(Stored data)
● ● ● ● ● ● ●
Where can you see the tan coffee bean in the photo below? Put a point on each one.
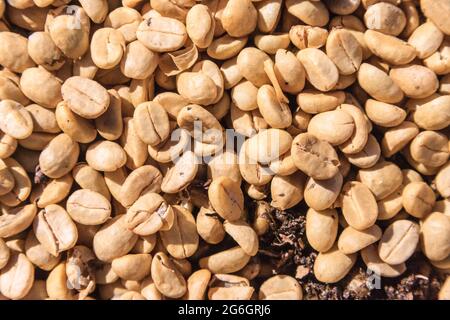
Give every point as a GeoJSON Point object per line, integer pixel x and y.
{"type": "Point", "coordinates": [250, 62]}
{"type": "Point", "coordinates": [149, 214]}
{"type": "Point", "coordinates": [418, 199]}
{"type": "Point", "coordinates": [304, 36]}
{"type": "Point", "coordinates": [55, 229]}
{"type": "Point", "coordinates": [226, 198]}
{"type": "Point", "coordinates": [239, 18]}
{"type": "Point", "coordinates": [394, 50]}
{"type": "Point", "coordinates": [132, 266]}
{"type": "Point", "coordinates": [367, 157]}
{"type": "Point", "coordinates": [14, 53]}
{"type": "Point", "coordinates": [321, 228]}
{"type": "Point", "coordinates": [333, 265]}
{"type": "Point", "coordinates": [378, 84]}
{"type": "Point", "coordinates": [352, 240]}
{"type": "Point", "coordinates": [168, 280]}
{"type": "Point", "coordinates": [321, 72]}
{"type": "Point", "coordinates": [152, 123]}
{"type": "Point", "coordinates": [17, 277]}
{"type": "Point", "coordinates": [433, 10]}
{"type": "Point", "coordinates": [430, 113]}
{"type": "Point", "coordinates": [181, 174]}
{"type": "Point", "coordinates": [105, 156]}
{"type": "Point", "coordinates": [244, 235]}
{"type": "Point", "coordinates": [107, 47]}
{"type": "Point", "coordinates": [397, 138]}
{"type": "Point", "coordinates": [162, 34]}
{"type": "Point", "coordinates": [335, 127]}
{"type": "Point", "coordinates": [69, 28]}
{"type": "Point", "coordinates": [287, 191]}
{"type": "Point", "coordinates": [376, 178]}
{"type": "Point", "coordinates": [181, 241]}
{"type": "Point", "coordinates": [426, 39]}
{"type": "Point", "coordinates": [114, 239]}
{"type": "Point", "coordinates": [373, 262]}
{"type": "Point", "coordinates": [229, 287]}
{"type": "Point", "coordinates": [276, 113]}
{"type": "Point", "coordinates": [359, 205]}
{"type": "Point", "coordinates": [138, 61]}
{"type": "Point", "coordinates": [197, 284]}
{"type": "Point", "coordinates": [435, 240]}
{"type": "Point", "coordinates": [280, 287]}
{"type": "Point", "coordinates": [430, 147]}
{"type": "Point", "coordinates": [38, 255]}
{"type": "Point", "coordinates": [316, 158]}
{"type": "Point", "coordinates": [44, 52]}
{"type": "Point", "coordinates": [4, 254]}
{"type": "Point", "coordinates": [226, 47]}
{"type": "Point", "coordinates": [344, 50]}
{"type": "Point", "coordinates": [384, 114]}
{"type": "Point", "coordinates": [312, 101]}
{"type": "Point", "coordinates": [59, 156]}
{"type": "Point", "coordinates": [227, 261]}
{"type": "Point", "coordinates": [313, 13]}
{"type": "Point", "coordinates": [399, 241]}
{"type": "Point", "coordinates": [15, 121]}
{"type": "Point", "coordinates": [88, 207]}
{"type": "Point", "coordinates": [85, 97]}
{"type": "Point", "coordinates": [386, 18]}
{"type": "Point", "coordinates": [321, 194]}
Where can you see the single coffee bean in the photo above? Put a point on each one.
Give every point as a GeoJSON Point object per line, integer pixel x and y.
{"type": "Point", "coordinates": [280, 287]}
{"type": "Point", "coordinates": [399, 241]}
{"type": "Point", "coordinates": [88, 207]}
{"type": "Point", "coordinates": [55, 230]}
{"type": "Point", "coordinates": [321, 228]}
{"type": "Point", "coordinates": [315, 157]}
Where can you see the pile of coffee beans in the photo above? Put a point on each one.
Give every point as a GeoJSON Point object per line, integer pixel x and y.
{"type": "Point", "coordinates": [161, 149]}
● ● ● ● ● ● ●
■ WRITTEN PROBLEM
Rewrite the whole listing with "photo" switched to "image" wherever it appears, keeping everything else the same. Omit the pictures from your answer.

■ THE RESULT
Where can you see the tan coffee bean in the image below? Put a point on each one.
Give every point as a GeoJSON Point object per line, integer pixel x and y.
{"type": "Point", "coordinates": [250, 62]}
{"type": "Point", "coordinates": [149, 214]}
{"type": "Point", "coordinates": [418, 199]}
{"type": "Point", "coordinates": [304, 36]}
{"type": "Point", "coordinates": [55, 229]}
{"type": "Point", "coordinates": [226, 198]}
{"type": "Point", "coordinates": [239, 18]}
{"type": "Point", "coordinates": [394, 50]}
{"type": "Point", "coordinates": [132, 266]}
{"type": "Point", "coordinates": [367, 157]}
{"type": "Point", "coordinates": [14, 53]}
{"type": "Point", "coordinates": [321, 228]}
{"type": "Point", "coordinates": [333, 265]}
{"type": "Point", "coordinates": [378, 84]}
{"type": "Point", "coordinates": [352, 240]}
{"type": "Point", "coordinates": [168, 280]}
{"type": "Point", "coordinates": [321, 72]}
{"type": "Point", "coordinates": [152, 123]}
{"type": "Point", "coordinates": [17, 277]}
{"type": "Point", "coordinates": [433, 10]}
{"type": "Point", "coordinates": [430, 113]}
{"type": "Point", "coordinates": [181, 174]}
{"type": "Point", "coordinates": [105, 156]}
{"type": "Point", "coordinates": [244, 235]}
{"type": "Point", "coordinates": [107, 47]}
{"type": "Point", "coordinates": [397, 138]}
{"type": "Point", "coordinates": [162, 34]}
{"type": "Point", "coordinates": [335, 127]}
{"type": "Point", "coordinates": [69, 28]}
{"type": "Point", "coordinates": [287, 191]}
{"type": "Point", "coordinates": [376, 178]}
{"type": "Point", "coordinates": [181, 241]}
{"type": "Point", "coordinates": [426, 39]}
{"type": "Point", "coordinates": [114, 239]}
{"type": "Point", "coordinates": [373, 262]}
{"type": "Point", "coordinates": [229, 287]}
{"type": "Point", "coordinates": [276, 113]}
{"type": "Point", "coordinates": [359, 205]}
{"type": "Point", "coordinates": [138, 61]}
{"type": "Point", "coordinates": [197, 284]}
{"type": "Point", "coordinates": [435, 240]}
{"type": "Point", "coordinates": [280, 287]}
{"type": "Point", "coordinates": [430, 147]}
{"type": "Point", "coordinates": [38, 255]}
{"type": "Point", "coordinates": [316, 158]}
{"type": "Point", "coordinates": [44, 52]}
{"type": "Point", "coordinates": [4, 254]}
{"type": "Point", "coordinates": [226, 47]}
{"type": "Point", "coordinates": [344, 50]}
{"type": "Point", "coordinates": [384, 114]}
{"type": "Point", "coordinates": [312, 101]}
{"type": "Point", "coordinates": [59, 156]}
{"type": "Point", "coordinates": [227, 261]}
{"type": "Point", "coordinates": [313, 13]}
{"type": "Point", "coordinates": [399, 241]}
{"type": "Point", "coordinates": [15, 121]}
{"type": "Point", "coordinates": [88, 207]}
{"type": "Point", "coordinates": [85, 97]}
{"type": "Point", "coordinates": [386, 18]}
{"type": "Point", "coordinates": [321, 194]}
Where can you see the single coffee bean in the image above? Put a point on each one.
Give every point as a GeoJSON Point object per line, integer pixel x and y.
{"type": "Point", "coordinates": [280, 287]}
{"type": "Point", "coordinates": [399, 241]}
{"type": "Point", "coordinates": [88, 207]}
{"type": "Point", "coordinates": [55, 230]}
{"type": "Point", "coordinates": [321, 228]}
{"type": "Point", "coordinates": [315, 157]}
Where can you see the pile of coffee beans in the image above? Put a point on each one.
Give every point as a GeoJSON Point object per line, integer pixel x and y.
{"type": "Point", "coordinates": [161, 149]}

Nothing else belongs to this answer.